### Votre objectif
Relevez, dans les données ci-dessous, chaque ligne où figure le mot "green". Recopiez ces lignes à l'identique.

### Données d'entrée
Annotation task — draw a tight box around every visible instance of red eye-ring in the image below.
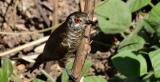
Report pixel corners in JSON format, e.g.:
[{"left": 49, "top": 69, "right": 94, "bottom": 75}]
[{"left": 74, "top": 18, "right": 81, "bottom": 23}]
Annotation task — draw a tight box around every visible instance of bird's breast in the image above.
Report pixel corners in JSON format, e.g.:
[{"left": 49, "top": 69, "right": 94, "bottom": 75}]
[{"left": 61, "top": 29, "right": 83, "bottom": 53}]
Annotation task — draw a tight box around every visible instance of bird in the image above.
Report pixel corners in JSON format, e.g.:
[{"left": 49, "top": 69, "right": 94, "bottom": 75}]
[{"left": 30, "top": 11, "right": 88, "bottom": 72}]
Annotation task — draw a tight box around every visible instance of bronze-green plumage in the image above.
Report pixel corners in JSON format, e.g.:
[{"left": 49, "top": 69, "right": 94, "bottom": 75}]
[{"left": 31, "top": 12, "right": 88, "bottom": 72}]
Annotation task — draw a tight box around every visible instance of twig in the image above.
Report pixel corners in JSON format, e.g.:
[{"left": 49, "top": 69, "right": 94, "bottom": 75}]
[
  {"left": 0, "top": 24, "right": 60, "bottom": 35},
  {"left": 71, "top": 0, "right": 95, "bottom": 82},
  {"left": 80, "top": 0, "right": 84, "bottom": 12},
  {"left": 51, "top": 0, "right": 58, "bottom": 31},
  {"left": 35, "top": 0, "right": 50, "bottom": 26},
  {"left": 0, "top": 36, "right": 49, "bottom": 57}
]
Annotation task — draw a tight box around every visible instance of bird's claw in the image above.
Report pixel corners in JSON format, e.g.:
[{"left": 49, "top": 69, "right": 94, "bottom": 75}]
[{"left": 66, "top": 69, "right": 76, "bottom": 82}]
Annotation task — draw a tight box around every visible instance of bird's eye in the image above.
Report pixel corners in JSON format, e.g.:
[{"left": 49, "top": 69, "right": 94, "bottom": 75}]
[{"left": 74, "top": 18, "right": 81, "bottom": 24}]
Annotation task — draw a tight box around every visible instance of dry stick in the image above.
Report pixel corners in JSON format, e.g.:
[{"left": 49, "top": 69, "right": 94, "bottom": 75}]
[
  {"left": 51, "top": 0, "right": 58, "bottom": 31},
  {"left": 35, "top": 0, "right": 50, "bottom": 26},
  {"left": 0, "top": 36, "right": 49, "bottom": 57},
  {"left": 70, "top": 0, "right": 95, "bottom": 82}
]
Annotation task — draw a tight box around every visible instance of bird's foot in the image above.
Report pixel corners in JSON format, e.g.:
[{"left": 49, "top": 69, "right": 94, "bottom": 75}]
[{"left": 65, "top": 69, "right": 76, "bottom": 82}]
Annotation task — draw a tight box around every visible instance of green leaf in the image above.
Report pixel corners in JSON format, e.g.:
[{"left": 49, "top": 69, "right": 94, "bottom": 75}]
[
  {"left": 81, "top": 60, "right": 92, "bottom": 76},
  {"left": 148, "top": 3, "right": 160, "bottom": 25},
  {"left": 149, "top": 49, "right": 160, "bottom": 78},
  {"left": 83, "top": 76, "right": 108, "bottom": 82},
  {"left": 96, "top": 0, "right": 131, "bottom": 34},
  {"left": 32, "top": 79, "right": 44, "bottom": 82},
  {"left": 112, "top": 50, "right": 147, "bottom": 77},
  {"left": 118, "top": 34, "right": 145, "bottom": 52},
  {"left": 127, "top": 0, "right": 151, "bottom": 12}
]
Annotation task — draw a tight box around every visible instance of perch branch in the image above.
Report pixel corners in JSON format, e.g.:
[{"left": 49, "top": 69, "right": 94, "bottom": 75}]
[{"left": 0, "top": 36, "right": 49, "bottom": 57}]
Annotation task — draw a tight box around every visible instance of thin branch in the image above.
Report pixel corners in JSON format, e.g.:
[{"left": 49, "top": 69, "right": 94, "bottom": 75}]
[
  {"left": 35, "top": 0, "right": 50, "bottom": 26},
  {"left": 0, "top": 24, "right": 60, "bottom": 35},
  {"left": 0, "top": 36, "right": 49, "bottom": 57},
  {"left": 51, "top": 0, "right": 58, "bottom": 31}
]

### Réponse finale
Annotation task — draw a tight box around every visible instance of bronze-green plumage in the image above.
Annotation task — draw a tight box around every visible instance of green leaf in the image above.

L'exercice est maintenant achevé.